EXERCISE TASK: Find each line below that contains the string "logo" and copy those lines out in full. Case counts.

INPUT RECORDS:
= = = = =
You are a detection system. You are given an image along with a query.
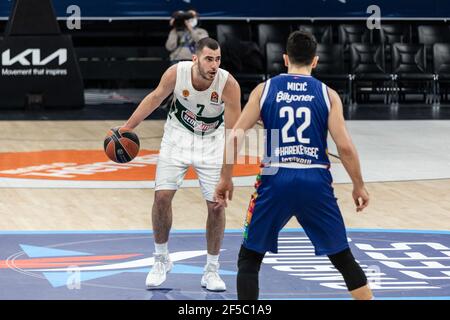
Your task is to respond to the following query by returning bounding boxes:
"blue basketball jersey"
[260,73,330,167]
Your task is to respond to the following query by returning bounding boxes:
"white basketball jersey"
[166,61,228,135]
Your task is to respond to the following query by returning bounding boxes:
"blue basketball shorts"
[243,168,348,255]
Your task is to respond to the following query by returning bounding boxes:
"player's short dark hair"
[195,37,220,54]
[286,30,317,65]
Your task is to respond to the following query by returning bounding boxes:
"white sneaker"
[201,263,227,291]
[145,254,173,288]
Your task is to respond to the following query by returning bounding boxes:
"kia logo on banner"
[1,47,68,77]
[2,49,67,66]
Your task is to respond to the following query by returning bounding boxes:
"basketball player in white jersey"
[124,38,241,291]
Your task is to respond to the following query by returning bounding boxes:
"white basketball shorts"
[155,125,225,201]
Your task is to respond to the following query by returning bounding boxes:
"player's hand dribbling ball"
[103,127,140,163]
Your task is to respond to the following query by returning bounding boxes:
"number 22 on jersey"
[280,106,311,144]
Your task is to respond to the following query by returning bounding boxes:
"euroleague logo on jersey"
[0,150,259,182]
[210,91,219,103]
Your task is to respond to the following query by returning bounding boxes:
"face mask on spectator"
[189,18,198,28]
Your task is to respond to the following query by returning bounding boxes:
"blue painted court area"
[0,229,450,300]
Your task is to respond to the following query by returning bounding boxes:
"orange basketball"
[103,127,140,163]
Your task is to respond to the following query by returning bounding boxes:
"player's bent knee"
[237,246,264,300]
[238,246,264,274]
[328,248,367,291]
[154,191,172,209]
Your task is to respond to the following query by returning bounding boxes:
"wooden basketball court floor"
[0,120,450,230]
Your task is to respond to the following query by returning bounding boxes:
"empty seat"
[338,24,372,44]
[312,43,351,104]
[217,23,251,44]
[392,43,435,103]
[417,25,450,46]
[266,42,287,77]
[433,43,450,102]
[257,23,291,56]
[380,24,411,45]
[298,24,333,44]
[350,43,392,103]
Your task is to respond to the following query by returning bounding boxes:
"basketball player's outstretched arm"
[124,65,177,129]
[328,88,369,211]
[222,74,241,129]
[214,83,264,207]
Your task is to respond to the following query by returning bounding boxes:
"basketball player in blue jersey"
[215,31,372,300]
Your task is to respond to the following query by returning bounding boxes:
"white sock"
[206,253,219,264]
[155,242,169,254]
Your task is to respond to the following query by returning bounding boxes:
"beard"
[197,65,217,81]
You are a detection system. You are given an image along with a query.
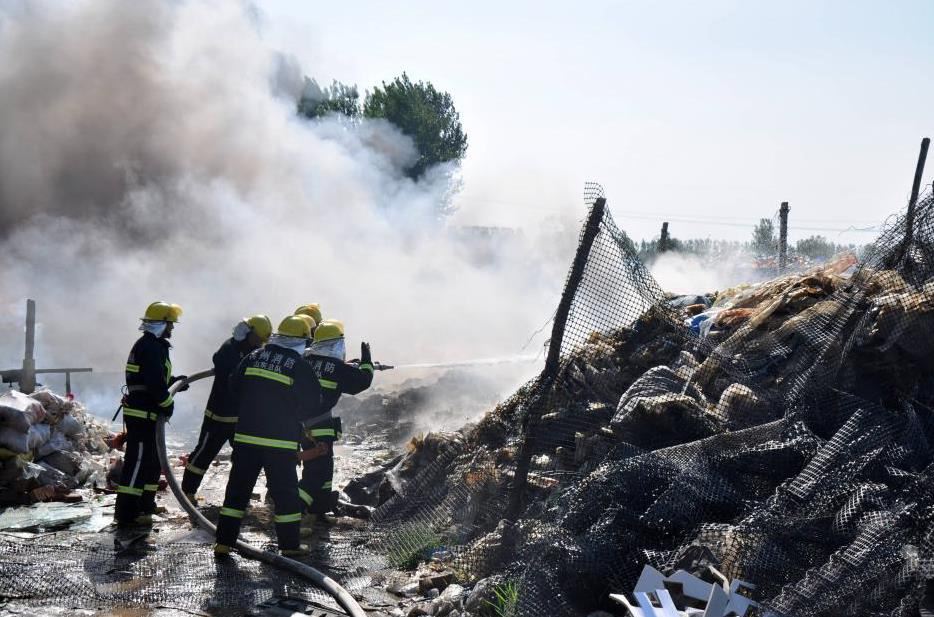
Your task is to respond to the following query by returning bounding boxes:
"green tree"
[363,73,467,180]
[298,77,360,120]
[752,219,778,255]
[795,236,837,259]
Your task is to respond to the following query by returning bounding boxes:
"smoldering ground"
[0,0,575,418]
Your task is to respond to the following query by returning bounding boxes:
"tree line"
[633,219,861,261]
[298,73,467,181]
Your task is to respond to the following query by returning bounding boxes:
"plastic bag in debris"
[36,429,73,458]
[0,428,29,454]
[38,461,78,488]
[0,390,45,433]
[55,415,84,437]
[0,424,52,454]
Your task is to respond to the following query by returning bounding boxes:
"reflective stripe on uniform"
= = = = =
TASK ANSWER:
"kia logo on banner"
"euroleague logo on jersey"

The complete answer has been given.